Page Industries, the Indian manufacturer and retailer of innerwear, loungewear and socks, which is also an exclusive licensee of Jockey International in India, has close to 90 per cent women working at its shop floor. Speaking to HRKatha, Ravi Kumar, chief people officer, Page Industries, confirms that the Company has around 89 per cent of women working at the shop floor and across its warehouses in India.
Of the Company’s total workforce of around 28,000, about 3,000 are corporate employees and the remaining 25,000 are working at the factories and warehouses.
As per Kumar, at the shop floor where all the cutting and sowing happens, the number of women is fairly more than men but at the warehouses, the number of women and men are almost equal.
When we think of factories and the shop floor environment, we can only imagine men lifting and working heavy machineries. Though some industries are still facing challenges when it comes to increasing the number of women at the factories, there are certain businesses, which naturally attract women talent at the shop floor. Such is the business of Page Industries.
Kumar tells HRKatha that at the shop floor, the skills required pertain to cutting of cloth, sewing, inspection of the quality and packing. Being naturally gifted with the required skills, Kumar admits that women are usually more inclined towards and adept at these tasks, and much better at these than men.
In fact, it may not be just about skills because Page Industries has a well-defined process to train new joinees at the factories. For months, they are trained in the nuances of cutting, stitching, quality checking and packing.

Study questions:
1. In the article on Page Industries' workforce, about how many of the company's roughly 28,000 employees are corporate employees?
2. Pick up the article on Page Industries' women shop-floor workers after its final sentence and carry it forward.

Items in a dataset listing
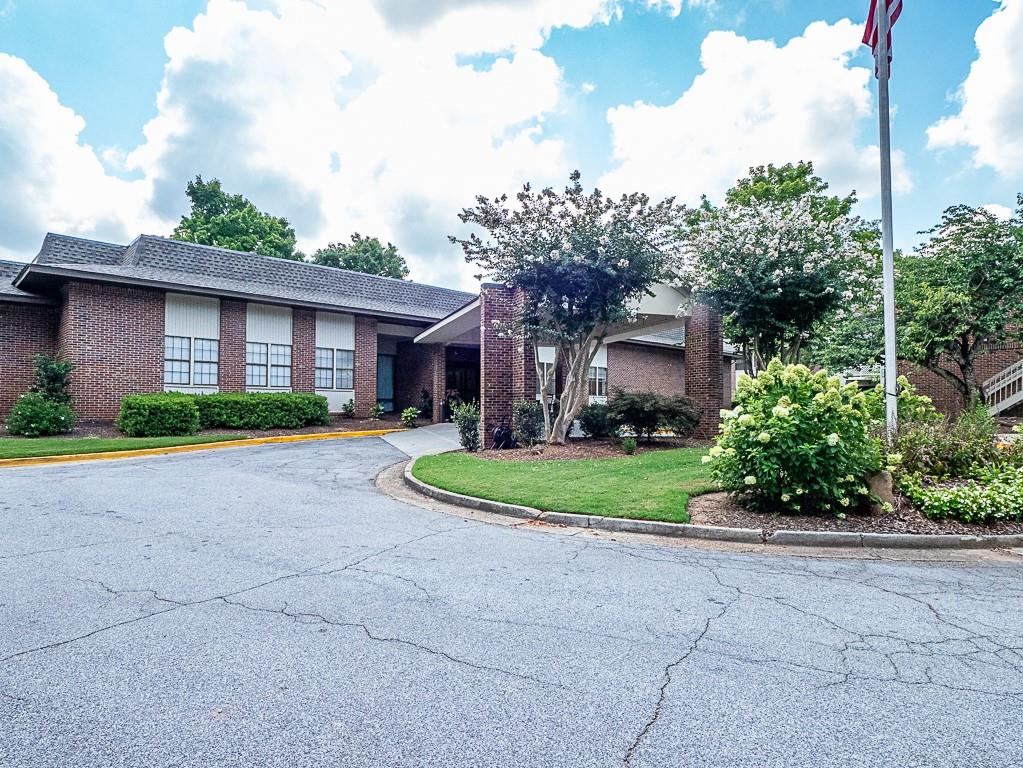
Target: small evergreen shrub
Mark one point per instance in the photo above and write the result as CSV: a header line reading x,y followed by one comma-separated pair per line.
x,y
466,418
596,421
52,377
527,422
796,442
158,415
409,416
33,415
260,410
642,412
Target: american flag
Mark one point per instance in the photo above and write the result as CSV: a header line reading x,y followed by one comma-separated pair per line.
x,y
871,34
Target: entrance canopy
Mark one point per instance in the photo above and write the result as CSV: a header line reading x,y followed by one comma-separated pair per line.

Answers in order:
1. About 3,000.

2.
Another major reason why Page Industries has more women at the shop floor is because most of the Company’s factories are located in the rural parts of India and generate employment for the local women. “Generally, the men in the rural areas tend to move out to look for jobs in the cities. Women, on the other hand, do not wish to migrate too far from their homes in search of work, and that is where we fit the bill,” points out Kumar.
For the shop floor, the Company picks talent via aptitude tests and emphasises on gauging what motivated the individual to join the brand. “It is not much of a challenge to attract women talent at the shop floor as they are aware of the Jockey brand. However, nowadays, women have multiple options to join shared services centres or call centres as they are educated and can speak English and regional languages as well,” says Kumar.
“Generally, the men in the rural areas tend to move out to look for jobs in the cities. Women, on the other hand, do not wish to migrate too far from their homes in search of work, and that is where we fit the bill”
Ravi Kumar, chief people officer, Page Industries
Kumar shares that at Page Industries, the HR people working at the shop floor go out to the villages to attract talent. “I call them my field force at Page Industries,” quips Kumar.
When it comes to creating an environment for the women to flourish, the Company provides a pickup and drop service to employees who live far away from the factories, especially the ones who work in shifts. There is focus on keeping the women employees healthy by providing nutritious snacks and lunch. “Women have the tendency to skip their meals as they put their family first and are preoccupied with caring for them. Therefore, such initiatives support our women and help fill that gap,” shares Kumar.
In-house doctors and nurses are available for the pregnant employees.
Since the mix of both genders is important, Kumar shares that representation of both the genders is balanced in corporate roles. “When it comes to fashion products, sometimes men may have better ideas that will suit women and vice versa,” tells Kumar.
In addition to gender diversity, the Company is also focusing on attracting talent from different industries, which means hiring people with diverse experiences. “My appointment as the chief people officer is one example. Our COO and the head of manufacturing were picked from outside the retail industry,” confirms Kumar.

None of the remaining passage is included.